WHAT IS ASKED – In the records below, how many lines contain the word "black"? Case counts, so reply with that number alone.

DATA –
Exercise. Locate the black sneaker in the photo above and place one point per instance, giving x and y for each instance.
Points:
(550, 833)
--
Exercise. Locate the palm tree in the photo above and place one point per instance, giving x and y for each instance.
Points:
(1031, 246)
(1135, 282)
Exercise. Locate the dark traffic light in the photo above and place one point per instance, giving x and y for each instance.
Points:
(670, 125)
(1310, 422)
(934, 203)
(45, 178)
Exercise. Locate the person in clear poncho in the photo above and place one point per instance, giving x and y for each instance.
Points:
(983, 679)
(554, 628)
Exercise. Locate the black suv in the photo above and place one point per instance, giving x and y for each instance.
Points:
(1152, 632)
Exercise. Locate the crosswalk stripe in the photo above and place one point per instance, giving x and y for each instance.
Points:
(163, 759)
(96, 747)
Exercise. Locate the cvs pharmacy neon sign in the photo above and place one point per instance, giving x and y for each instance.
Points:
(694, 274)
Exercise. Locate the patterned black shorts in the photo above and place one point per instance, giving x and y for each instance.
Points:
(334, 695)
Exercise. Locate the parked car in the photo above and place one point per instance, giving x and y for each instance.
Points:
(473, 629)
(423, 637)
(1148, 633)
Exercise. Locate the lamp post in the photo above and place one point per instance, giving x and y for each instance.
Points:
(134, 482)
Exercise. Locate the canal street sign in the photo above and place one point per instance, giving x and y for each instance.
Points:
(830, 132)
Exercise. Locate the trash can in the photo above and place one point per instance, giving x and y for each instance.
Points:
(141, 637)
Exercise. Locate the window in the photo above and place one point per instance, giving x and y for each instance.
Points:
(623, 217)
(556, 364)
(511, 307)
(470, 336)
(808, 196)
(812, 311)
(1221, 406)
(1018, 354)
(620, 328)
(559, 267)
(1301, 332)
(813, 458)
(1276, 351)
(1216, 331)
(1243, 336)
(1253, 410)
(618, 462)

RESPONSE BELOW – 3